**Document text**
------------------------------
- Born: Nur Fathia binti Abdul Latiff Ayer Itam, Penang, Malaysia
- Education: UITM
- Occupations: Model, celebrity, singer
- Years active: 2009–present

= Fathia Latiff =

Malaysian actress

Nur Fathia binti Abdul Latiff (Jawi: نور فتحيا عبداللطيف) is a Malaysian actress, singer, and model. She is best known for playing the role of "Ummu Hani" in the hit 2010 drama Hani with Ryzal Jaafar, Siti Fathiyah Ibrahim, Nurul Elfira Loy and Esma Daniel. She also played the role as "Nabila", best friend of "Nur Amina" (playing role by Tiz Zaqyah) in the hit 2009 drama Nur Kasih which brought her name as an actress. In addition to main roles, she has shone in supporting roles and more recently, in comic roles.
------------------------------
Dataset rows

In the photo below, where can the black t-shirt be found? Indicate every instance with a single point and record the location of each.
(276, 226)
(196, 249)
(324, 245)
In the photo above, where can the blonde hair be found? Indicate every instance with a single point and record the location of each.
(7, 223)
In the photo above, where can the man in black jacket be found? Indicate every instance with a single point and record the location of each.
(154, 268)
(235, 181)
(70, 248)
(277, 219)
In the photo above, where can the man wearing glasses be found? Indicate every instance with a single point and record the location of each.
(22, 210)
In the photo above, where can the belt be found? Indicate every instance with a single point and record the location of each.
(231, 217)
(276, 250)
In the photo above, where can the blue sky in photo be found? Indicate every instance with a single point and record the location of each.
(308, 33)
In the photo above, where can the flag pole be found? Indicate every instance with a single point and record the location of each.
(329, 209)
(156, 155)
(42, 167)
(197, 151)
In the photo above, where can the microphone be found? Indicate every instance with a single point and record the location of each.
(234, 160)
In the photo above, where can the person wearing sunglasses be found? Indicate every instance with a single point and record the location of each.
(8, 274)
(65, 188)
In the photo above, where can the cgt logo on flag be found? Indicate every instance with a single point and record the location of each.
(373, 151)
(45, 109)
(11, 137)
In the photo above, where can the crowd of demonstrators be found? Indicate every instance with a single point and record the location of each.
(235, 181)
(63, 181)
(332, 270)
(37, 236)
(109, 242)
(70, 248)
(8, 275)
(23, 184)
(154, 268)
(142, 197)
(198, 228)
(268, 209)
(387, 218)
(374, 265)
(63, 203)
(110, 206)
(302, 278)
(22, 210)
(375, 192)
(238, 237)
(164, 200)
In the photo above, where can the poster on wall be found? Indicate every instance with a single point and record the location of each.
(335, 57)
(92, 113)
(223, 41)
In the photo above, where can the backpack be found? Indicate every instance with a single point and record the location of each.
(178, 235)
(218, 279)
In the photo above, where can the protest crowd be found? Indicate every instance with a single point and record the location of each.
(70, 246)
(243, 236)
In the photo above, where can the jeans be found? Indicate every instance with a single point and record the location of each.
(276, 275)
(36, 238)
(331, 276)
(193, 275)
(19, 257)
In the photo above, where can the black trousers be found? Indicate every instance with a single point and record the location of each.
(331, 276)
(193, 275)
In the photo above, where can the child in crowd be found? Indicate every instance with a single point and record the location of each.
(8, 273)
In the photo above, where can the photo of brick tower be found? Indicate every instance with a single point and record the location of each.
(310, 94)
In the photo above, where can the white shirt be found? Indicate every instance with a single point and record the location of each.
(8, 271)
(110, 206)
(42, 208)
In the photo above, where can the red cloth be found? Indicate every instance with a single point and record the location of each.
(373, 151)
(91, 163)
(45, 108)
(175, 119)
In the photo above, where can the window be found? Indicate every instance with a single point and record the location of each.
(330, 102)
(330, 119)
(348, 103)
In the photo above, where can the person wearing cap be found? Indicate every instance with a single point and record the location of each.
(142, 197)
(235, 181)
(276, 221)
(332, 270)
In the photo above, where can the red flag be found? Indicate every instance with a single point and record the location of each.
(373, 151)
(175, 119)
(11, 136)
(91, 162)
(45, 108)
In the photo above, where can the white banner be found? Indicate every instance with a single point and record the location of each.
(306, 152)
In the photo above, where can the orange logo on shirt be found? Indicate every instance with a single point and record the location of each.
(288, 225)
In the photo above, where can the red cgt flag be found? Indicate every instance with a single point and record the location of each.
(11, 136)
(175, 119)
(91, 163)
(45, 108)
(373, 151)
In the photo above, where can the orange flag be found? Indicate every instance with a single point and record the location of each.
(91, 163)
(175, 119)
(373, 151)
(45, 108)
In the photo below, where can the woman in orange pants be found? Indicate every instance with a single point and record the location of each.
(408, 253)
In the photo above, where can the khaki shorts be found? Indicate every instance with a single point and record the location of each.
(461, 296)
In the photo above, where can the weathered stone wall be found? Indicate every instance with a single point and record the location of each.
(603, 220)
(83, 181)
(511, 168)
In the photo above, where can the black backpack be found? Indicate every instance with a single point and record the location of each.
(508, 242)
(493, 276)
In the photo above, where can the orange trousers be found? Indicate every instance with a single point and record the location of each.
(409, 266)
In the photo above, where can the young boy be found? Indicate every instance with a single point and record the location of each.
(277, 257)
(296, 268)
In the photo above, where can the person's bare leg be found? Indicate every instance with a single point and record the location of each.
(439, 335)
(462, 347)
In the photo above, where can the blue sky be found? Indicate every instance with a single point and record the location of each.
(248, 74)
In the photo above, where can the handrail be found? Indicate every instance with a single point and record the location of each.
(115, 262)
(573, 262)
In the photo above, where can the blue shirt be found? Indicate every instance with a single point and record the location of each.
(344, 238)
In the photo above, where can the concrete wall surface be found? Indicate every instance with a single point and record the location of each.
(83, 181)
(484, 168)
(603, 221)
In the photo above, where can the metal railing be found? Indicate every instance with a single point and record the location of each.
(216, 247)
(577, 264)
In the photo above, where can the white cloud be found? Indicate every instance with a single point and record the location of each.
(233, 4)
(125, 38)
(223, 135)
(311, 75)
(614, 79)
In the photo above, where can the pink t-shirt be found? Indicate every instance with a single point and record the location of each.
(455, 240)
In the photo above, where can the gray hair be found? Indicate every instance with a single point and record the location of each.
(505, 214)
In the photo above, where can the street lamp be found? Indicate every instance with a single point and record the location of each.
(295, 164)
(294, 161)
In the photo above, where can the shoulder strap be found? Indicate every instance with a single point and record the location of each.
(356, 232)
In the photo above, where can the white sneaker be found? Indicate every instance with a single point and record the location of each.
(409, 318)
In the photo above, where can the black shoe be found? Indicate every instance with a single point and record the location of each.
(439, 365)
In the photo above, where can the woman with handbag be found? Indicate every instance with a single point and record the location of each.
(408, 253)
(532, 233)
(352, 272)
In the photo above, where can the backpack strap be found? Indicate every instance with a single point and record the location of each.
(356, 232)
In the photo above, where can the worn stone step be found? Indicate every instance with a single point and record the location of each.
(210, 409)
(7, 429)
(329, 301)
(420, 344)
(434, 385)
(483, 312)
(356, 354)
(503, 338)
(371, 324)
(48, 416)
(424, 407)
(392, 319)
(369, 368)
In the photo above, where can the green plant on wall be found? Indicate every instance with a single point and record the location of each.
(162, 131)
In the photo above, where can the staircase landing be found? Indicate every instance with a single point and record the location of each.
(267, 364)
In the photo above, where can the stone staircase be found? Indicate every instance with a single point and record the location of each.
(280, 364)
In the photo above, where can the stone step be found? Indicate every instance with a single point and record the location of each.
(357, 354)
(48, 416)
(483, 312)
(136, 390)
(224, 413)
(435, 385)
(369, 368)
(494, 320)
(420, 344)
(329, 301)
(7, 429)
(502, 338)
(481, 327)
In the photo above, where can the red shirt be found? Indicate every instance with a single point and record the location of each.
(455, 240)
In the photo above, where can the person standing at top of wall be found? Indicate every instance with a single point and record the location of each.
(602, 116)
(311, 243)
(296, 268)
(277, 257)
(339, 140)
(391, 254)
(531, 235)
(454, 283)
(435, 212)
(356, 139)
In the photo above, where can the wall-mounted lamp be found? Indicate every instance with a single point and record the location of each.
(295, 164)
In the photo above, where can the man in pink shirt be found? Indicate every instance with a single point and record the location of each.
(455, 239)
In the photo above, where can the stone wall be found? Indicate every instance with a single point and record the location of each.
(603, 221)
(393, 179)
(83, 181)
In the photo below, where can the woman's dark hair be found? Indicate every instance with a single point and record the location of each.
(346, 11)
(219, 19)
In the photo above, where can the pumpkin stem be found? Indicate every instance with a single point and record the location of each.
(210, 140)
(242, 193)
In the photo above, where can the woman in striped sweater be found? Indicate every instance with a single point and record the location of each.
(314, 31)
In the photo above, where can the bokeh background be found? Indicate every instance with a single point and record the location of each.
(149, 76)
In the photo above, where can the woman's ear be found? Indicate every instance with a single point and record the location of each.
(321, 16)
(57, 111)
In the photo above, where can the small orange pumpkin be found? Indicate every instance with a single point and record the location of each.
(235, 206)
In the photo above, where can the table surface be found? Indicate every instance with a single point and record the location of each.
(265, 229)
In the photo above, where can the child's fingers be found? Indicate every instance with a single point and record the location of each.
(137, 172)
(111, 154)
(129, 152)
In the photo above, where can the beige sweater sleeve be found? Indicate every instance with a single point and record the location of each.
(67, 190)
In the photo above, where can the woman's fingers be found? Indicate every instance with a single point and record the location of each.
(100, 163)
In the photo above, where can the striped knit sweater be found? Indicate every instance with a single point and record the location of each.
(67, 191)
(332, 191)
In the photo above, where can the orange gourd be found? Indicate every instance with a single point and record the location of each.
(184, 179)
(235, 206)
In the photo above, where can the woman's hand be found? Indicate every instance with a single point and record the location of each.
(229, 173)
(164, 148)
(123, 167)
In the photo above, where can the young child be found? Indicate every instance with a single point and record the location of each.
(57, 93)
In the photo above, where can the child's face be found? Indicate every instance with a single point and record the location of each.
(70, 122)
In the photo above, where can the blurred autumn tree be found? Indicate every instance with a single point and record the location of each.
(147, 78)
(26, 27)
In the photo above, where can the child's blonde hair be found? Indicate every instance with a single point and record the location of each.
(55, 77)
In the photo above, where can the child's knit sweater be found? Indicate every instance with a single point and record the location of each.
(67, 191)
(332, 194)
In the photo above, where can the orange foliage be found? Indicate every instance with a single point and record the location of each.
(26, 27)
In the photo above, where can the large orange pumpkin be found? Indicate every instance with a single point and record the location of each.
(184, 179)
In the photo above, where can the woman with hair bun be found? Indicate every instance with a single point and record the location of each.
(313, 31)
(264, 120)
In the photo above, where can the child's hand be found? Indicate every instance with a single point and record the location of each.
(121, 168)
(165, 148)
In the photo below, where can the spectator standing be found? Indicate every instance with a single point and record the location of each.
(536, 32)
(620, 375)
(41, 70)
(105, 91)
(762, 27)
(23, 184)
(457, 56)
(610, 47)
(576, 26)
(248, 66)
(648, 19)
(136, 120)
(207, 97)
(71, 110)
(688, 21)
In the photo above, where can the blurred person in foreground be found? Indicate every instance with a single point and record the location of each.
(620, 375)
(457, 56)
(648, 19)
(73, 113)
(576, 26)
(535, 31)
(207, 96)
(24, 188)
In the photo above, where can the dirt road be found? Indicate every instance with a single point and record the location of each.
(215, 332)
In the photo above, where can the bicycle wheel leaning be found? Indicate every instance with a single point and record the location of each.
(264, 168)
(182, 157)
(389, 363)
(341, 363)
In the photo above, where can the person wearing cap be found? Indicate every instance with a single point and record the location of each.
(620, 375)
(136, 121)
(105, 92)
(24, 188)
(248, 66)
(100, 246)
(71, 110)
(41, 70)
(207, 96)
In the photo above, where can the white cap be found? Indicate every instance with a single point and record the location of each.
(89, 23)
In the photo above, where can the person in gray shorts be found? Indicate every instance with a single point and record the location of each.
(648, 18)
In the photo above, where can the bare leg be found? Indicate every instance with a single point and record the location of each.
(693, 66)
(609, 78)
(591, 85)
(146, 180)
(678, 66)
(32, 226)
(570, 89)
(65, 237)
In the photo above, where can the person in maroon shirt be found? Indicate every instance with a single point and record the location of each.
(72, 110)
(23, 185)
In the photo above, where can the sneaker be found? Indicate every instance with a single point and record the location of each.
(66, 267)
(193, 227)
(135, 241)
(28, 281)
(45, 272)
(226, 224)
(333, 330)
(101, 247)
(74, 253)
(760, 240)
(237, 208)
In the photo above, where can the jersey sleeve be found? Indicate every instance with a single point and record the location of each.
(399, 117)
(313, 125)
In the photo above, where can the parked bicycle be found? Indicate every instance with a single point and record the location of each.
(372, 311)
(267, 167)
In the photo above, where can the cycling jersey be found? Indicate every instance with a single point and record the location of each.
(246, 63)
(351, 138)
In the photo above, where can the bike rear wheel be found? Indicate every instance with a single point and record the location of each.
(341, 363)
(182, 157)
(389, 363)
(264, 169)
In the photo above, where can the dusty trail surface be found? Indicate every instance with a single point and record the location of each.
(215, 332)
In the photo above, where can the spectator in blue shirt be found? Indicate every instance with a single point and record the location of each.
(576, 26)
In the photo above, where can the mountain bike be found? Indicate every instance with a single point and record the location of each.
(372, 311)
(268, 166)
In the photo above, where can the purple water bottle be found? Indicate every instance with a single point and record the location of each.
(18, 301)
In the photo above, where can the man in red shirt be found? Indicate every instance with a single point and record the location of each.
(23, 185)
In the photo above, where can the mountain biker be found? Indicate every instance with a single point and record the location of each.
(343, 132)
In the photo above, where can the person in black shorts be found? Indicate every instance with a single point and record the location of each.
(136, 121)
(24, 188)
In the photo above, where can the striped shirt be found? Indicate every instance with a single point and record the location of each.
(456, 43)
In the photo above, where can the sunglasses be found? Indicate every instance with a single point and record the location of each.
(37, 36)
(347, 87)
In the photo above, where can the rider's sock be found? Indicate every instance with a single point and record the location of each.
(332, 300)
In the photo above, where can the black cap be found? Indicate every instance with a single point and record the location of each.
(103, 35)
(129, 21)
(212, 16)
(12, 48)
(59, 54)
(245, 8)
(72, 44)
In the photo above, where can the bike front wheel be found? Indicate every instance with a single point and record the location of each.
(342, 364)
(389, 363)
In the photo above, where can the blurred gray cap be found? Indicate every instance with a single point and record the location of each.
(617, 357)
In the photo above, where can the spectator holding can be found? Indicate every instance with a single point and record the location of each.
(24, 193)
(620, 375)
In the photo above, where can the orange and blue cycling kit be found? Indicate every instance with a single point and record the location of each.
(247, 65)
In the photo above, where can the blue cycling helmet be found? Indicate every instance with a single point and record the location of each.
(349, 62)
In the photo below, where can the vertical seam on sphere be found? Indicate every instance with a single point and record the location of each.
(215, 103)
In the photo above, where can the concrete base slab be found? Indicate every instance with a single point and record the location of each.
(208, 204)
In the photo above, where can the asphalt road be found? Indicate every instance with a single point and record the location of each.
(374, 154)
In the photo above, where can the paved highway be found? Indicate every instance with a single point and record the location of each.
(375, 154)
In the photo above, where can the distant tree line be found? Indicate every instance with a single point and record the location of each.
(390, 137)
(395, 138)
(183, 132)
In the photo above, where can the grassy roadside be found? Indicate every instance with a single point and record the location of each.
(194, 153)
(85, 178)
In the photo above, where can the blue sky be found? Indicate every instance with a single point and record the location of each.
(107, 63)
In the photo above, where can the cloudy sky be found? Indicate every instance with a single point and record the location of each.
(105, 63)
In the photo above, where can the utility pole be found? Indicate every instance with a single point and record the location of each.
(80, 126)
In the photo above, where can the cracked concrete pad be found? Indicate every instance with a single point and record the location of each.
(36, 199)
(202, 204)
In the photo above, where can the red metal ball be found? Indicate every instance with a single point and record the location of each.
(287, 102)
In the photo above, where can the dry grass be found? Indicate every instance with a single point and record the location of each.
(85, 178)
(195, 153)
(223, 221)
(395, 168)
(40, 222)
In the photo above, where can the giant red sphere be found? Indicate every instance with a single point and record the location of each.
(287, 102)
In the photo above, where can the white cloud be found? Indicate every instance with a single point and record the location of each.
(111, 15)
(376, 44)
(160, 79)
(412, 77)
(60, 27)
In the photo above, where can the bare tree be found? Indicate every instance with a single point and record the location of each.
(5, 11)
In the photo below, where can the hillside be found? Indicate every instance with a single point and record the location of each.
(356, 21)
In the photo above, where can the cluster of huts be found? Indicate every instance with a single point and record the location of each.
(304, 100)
------------------------------
**What is asked**
**1)** Answer these from the Fathia Latiff profile:
(a) Where was she born?
(b) What role did she play in the 2010 drama Hani?
(c) In Nur Kasih, whose best friend was her character "Nabila"?
**2)** From the Fathia Latiff profile, extract word for word the passage that opens with the words containing "Nur Fathia binti Abdul Latiff (Jawi: نور" and closes with "in comic roles.".

**Exercise solutions**
**1)**
(a) Ayer Itam, Penang, Malaysia
(b) "Ummu Hani"
(c) "Nur Amina"

**2)**
Nur Fathia binti Abdul Latiff (Jawi: نور فتحيا عبداللطيف) is a Malaysian actress, singer, and model. She is best known for playing the role of "Ummu Hani" in the hit 2010 drama Hani with Ryzal Jaafar, Siti Fathiyah Ibrahim, Nurul Elfira Loy and Esma Daniel. She also played the role as "Nabila", best friend of "Nur Amina" (playing role by Tiz Zaqyah) in the hit 2009 drama Nur Kasih which brought her name as an actress. In addition to main roles, she has shone in supporting roles and more recently, in comic roles.